Grand admirateur de Paul Grimault et d’Hayao Miyazaki, cet artiste mérite pleinement sa place à leurs côtés. Malgré la modestie des moyens à sa disposition, René Laloux fut l’un des plus talentueux défenseurs de l’animation et des possibilités sans limites de l’imaginaire, signant une œuvre non conformiste où résonnent les noms mythiques de Topor, Mœbius et Caza, et dont la version restaurée de son deuxième long-métrage, Les Maîtres du temps (1981), est présentée cette année au Festival d’Annecy.
Dossier initialement publié dans Revus & Corrigés N°15 – Été 2022 : Un autre cinéma d’animation.

**Objectif a**.
Répondez aux questions suivantes d'après le texte sur René Laloux.
(i) Quels sont le titre et l'année du deuxième long-métrage de René Laloux ?
(ii) De quels deux cinéastes René Laloux était-il un grand admirateur ?
(iii) Dans quel numéro de Revus & Corrigés le dossier a-t-il d'abord paru ?
Le texte et les lignes n'ont aucun lien entre eux.

**Lignes fournies**.
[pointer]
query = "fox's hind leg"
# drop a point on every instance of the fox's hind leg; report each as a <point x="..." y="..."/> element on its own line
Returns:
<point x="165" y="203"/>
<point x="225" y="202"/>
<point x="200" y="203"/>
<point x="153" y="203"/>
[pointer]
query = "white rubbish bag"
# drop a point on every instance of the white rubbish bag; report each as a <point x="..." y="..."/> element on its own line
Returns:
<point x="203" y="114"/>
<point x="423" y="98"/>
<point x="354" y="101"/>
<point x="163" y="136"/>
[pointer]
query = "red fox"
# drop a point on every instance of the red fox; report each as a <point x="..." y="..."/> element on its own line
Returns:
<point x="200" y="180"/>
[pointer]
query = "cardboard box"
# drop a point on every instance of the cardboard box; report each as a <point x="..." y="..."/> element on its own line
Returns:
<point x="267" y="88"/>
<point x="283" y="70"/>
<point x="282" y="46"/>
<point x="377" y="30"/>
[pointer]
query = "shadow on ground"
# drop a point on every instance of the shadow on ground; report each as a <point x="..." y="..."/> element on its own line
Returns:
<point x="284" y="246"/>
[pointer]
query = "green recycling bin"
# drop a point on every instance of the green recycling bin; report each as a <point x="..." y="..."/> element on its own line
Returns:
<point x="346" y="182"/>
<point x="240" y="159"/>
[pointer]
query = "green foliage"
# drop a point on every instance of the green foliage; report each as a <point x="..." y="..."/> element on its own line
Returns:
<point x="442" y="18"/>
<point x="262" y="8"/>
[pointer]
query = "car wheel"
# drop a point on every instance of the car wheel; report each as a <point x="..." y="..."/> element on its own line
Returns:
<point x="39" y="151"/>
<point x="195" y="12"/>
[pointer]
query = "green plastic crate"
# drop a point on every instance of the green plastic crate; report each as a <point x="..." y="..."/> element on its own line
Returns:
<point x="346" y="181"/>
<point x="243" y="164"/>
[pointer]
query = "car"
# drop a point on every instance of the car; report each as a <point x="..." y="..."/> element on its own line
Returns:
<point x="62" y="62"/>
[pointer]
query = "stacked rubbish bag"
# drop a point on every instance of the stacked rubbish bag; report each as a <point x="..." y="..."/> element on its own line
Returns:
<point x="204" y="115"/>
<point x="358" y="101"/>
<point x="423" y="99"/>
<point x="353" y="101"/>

**Objectif b**.
Relevez chaque ligne où figure la chaîne "query".

**Résultat obtenu a**.
(i) Les Maîtres du temps, sorti en 1981.
(ii) Paul Grimault et Hayao Miyazaki.
(iii) Le N°15, paru à l'été 2022.

**Résultat obtenu b**.
query = "fox's hind leg"
query = "white rubbish bag"
query = "red fox"
query = "cardboard box"
query = "shadow on ground"
query = "green recycling bin"
query = "green foliage"
query = "car wheel"
query = "green plastic crate"
query = "car"
query = "stacked rubbish bag"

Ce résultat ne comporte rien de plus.